Goal A: In the text on regulatory cooperation in Mexico, shorten the paragraph beginning "Mexico has a systematic forward planning tool" into a bulleted list that keeps its main facts.

-- Start of Text section --

Despite the ambitious de jure framework incorporating IRC in domestic rule-making, regulators lack guidance to systematically apply IRC in their regulatory process.
The trade-RIA process generally prevents new measures with trade effects from being adopted without being notified to trading partners. However, there is no methodology to guide regulators in their determination of the trade impact of their regulation. As a result, they do not give a precise quantification or monetisation of the trade impacts of a measure, and the DGRCI is required to estimate case by case whether the trade impact is significant. Further methodologies on assessing the trade costs may help the regulators better estimate the trade effects of their regulations, eventually promoting measures that are less trade costly. In addition, this could help the DGRCI prioritise the measures to be notified to trading partners, which it does not currently do.
Despite the legal requirements to consider international instruments, in the drafting of technical regulations and standards, and in certain RIA procedures for subordinate regulations, the uptake of international instruments in Mexico is still limited. This may be due, in particular, to the lack of guidance on which international standards to consider. DGN has a list of the international standardisation bodies recognised as such by the Mexican government, as requested by art. 3 LFMN.6 However, it is rarely made use of by regulators. Regulators still voice difficulty to have a 360 vision of all the international standards or relevant foreign regulations that exist, and where to look, when designing a new regulation.
Some GRP tools remain underutilised for IRC in practice, in particular forward‑planning, ex post evaluation, and to some extent stakeholder engagement. These tools complete the RIA process by allowing deeper insights into the impacts of a regulatory measure (via feedback from affected parties and de facto implementation) and can help build the evidence on IRC throughout the rule‑making cycle.
Mexico has a systematic forward planning tool for NOMs and NMX, the national standardisation programme (PNN, by the Spanish acronym) that ensures transparency and predictability of the regulatory framework. This is made publically available and also accessible to foreign stakeholders, notably through the WTO. Indeed, Mexico is the only WTO Member to circulate its PNN as a WTO document to all WTO Members, going beyond TBT Agreement obligations and committee recommendations. Mexico is also one of the very few OECD countries to provide translated summaries of all regulatory proposals in English, thus facilitating the understanding by foreign stakeholders, notably those from the United States. Still, while the PNN is shared with stakeholders to inform them about upcoming measures, it is not leveraged as an opportunity to obtain their feedback. In addition, the PNN is currently only for technical regulations and standards.

-- End of Text section --
-- Start of Records for processing --

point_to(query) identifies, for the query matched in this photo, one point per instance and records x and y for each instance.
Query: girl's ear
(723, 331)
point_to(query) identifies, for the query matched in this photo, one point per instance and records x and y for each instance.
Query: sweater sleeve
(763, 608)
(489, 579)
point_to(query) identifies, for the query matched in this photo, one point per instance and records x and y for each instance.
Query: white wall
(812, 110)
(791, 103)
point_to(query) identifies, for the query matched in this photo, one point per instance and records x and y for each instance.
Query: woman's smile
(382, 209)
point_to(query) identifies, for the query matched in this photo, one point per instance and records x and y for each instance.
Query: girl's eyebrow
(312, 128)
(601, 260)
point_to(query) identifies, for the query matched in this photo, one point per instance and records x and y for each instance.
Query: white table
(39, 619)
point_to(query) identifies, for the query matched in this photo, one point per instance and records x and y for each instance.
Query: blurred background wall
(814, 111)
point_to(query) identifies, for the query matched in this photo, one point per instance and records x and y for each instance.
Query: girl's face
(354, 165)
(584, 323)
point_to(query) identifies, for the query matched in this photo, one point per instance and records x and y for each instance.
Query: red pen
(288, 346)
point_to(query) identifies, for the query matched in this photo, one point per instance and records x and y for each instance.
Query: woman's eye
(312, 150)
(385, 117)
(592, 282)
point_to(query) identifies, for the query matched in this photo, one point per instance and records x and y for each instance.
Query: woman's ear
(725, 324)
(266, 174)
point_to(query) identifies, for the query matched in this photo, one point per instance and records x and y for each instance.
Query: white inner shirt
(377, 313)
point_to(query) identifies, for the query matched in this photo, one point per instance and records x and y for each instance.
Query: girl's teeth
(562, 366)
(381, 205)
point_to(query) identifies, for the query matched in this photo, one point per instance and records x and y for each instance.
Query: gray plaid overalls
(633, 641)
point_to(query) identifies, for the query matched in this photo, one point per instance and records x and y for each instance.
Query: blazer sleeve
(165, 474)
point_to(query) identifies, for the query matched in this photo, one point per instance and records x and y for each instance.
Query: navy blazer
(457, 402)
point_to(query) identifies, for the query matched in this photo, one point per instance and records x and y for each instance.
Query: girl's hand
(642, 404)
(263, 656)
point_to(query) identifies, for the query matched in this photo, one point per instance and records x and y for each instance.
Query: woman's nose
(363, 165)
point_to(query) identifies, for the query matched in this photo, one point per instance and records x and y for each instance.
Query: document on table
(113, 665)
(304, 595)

-- End of Records for processing --

Goal B: How many lines of the listing contain the word "sleeve"?

Correct answer A:
- Mexico's national standardization programme (PNN) is a systematic forward-planning tool for NOMs and NMX that makes the regulatory framework transparent and predictable.
- The PNN is public and open to foreign stakeholders, notably through the WTO.
- Mexico is the only WTO Member to circulate its PNN to all WTO Members as a WTO document, going beyond TBT Agreement obligations and committee recommendations.
- Mexico is one of very few OECD countries to provide English summaries of all regulatory proposals, which helps foreign stakeholders, especially those from the United States.
- The PNN informs stakeholders of upcoming measures but is not used to gather their feedback.
- The PNN currently covers only technical regulations and standards.

Correct answer B: 2